(Stored items from a collection)
= = = = = = =

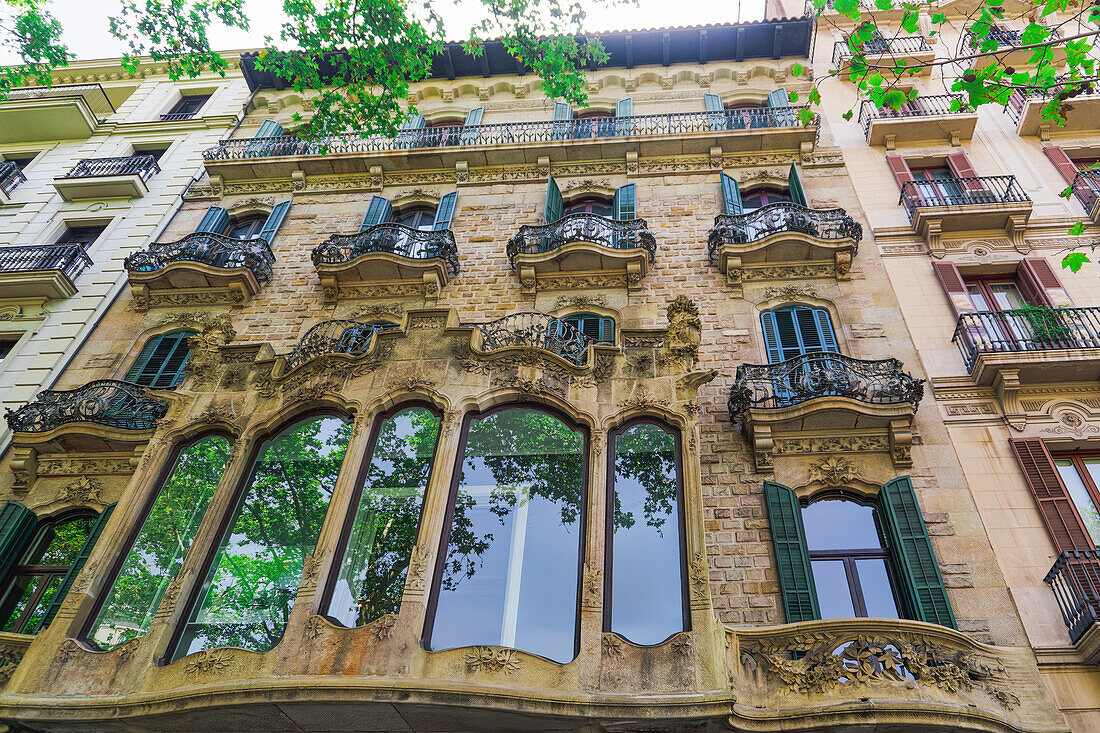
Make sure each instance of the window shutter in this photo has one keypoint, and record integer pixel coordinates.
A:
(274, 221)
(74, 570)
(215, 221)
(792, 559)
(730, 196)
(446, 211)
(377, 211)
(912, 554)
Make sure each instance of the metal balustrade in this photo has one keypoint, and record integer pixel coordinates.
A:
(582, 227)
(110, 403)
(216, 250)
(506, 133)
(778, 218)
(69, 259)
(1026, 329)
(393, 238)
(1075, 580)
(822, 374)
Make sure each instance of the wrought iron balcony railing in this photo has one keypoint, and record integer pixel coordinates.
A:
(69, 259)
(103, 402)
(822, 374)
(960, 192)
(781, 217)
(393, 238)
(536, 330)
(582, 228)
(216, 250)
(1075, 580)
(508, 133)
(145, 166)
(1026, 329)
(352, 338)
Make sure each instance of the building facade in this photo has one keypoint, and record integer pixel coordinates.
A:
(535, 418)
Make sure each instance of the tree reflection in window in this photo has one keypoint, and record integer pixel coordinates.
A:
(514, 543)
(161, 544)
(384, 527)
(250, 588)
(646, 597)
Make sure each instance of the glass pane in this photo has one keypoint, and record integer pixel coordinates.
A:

= = = = = = =

All records, pictures excluded: copy them exactly.

Output for this exercise
Make sure each instance of the window shutter in this photo has one keypoint, and record integer pixel coordinates.
A:
(274, 221)
(74, 570)
(215, 221)
(792, 559)
(730, 196)
(446, 211)
(377, 211)
(912, 554)
Make sure each instance of the metal balustrade in this photo has one keypoint, and record integer pixel coordinates.
A:
(582, 227)
(110, 403)
(216, 250)
(506, 133)
(778, 218)
(69, 259)
(1026, 329)
(393, 238)
(1075, 580)
(822, 374)
Make sure each instance of the wrought iron balcony railing in this photo has one keypoint, and record integer pixel coordinates.
A:
(69, 259)
(103, 402)
(822, 374)
(960, 192)
(781, 217)
(393, 238)
(536, 330)
(582, 228)
(216, 250)
(1075, 580)
(508, 133)
(145, 166)
(1026, 329)
(352, 338)
Make sure each instance of the building facade in this photo has one keypoint, and record integer pixel coordinates.
A:
(535, 418)
Make sure each instance of the tree reflection in window in this photo has one keypoint, and record integer pixel coordinates.
A:
(514, 543)
(161, 544)
(384, 527)
(250, 588)
(646, 597)
Make sure each instance of the glass pane in this photo has one keypoint, and record integer pixel coordinates.
A:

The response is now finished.